# TASK REQUIREMENTS
**a.** In the forum thread about aerial slingshot shots at Big Blast targets, what kind of bottles does treefork say to use?
**b.** Continue the forum thread about aerial slingshot shots at Big Blast targets from where it stops.

# TEXT PROVIDED
# # # #

# Aerial Shots Are A " Big BLAST " !



## treefork (Feb 1, 2010)

Wow! Talk about fun. What an adrenalin rush. Throwing Big Blast Targets in the air and intercepting them with a Wingshooter Rotating Head.


----------



## ghost0311/8541 (Jan 6, 2013)

what psi are you puting in them?


----------



## treefork (Feb 1, 2010)

This one was close to 90 psi. You will have to see what the limits are on the bottles you have. Make sure you use the cheap thin wall water bottles. The pop bottles are to thick and strong for slingshots.


----------



## Charles (Aug 26, 2010)

A new way to apply body powder after your shower !!! :rofl: :rofl: :rofl:

Cheers ..... Charles


----------



## treefork (Feb 1, 2010)

I thought this was a pretty cool one. Exploding aerial.


----------



## Beanflip (Sep 11, 2010)

treefork said:


> This one was close to 90 psi. You will have to see what the limits are on the bottles you have. Make sure you use the cheap thin wall water bottles. The pop bottles are to thick and strong for slingshots.


This is critical information Treefork. You've taken the work out of figuring these out for slingshots. Thanks!


----------



## Rayshot (Feb 1, 2010)

Good stuff!! I have in the mail some Bottle blaster inflators.


----------



## treefork (Feb 1, 2010)

# # # #

# DATASET EXTRACT
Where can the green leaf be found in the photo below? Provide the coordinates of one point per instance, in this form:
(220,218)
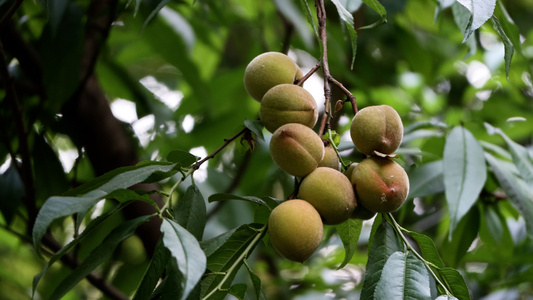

# # # #

# PER-TASK OUTPUTS
**a.** Cheap thin-wall water bottles, since pop bottles are too thick and strong for slingshots.

**b.**
The good thing is for air guns and 22 rim fire,, big bore blowguns and archery you can use the thicker bottles and pressure up more for a bigger report and bang. Imagine sniping these with a 22 cal at long distance and getting that big report.Or laying a powder filled bottle on your archery backstop and taking those long shots and getting the immediate feedback from the target.


----------



## treefork (Feb 1, 2010)

Beanflip said:


> treefork said:
> 
> 
> > This one was close to 90 psi. You will have to see what the limits are on the bottles you have. Make sure you use the cheap thin wall water bottles. The pop bottles are to thick and strong for slingshots.
> ...


Go slow till you get the feel of your particular bottle strength. That's why I like the bike pump. Control. You can see the bottle stretch under pressure. The bottle is a condensed strong balloon in a sense. The ammo pops it.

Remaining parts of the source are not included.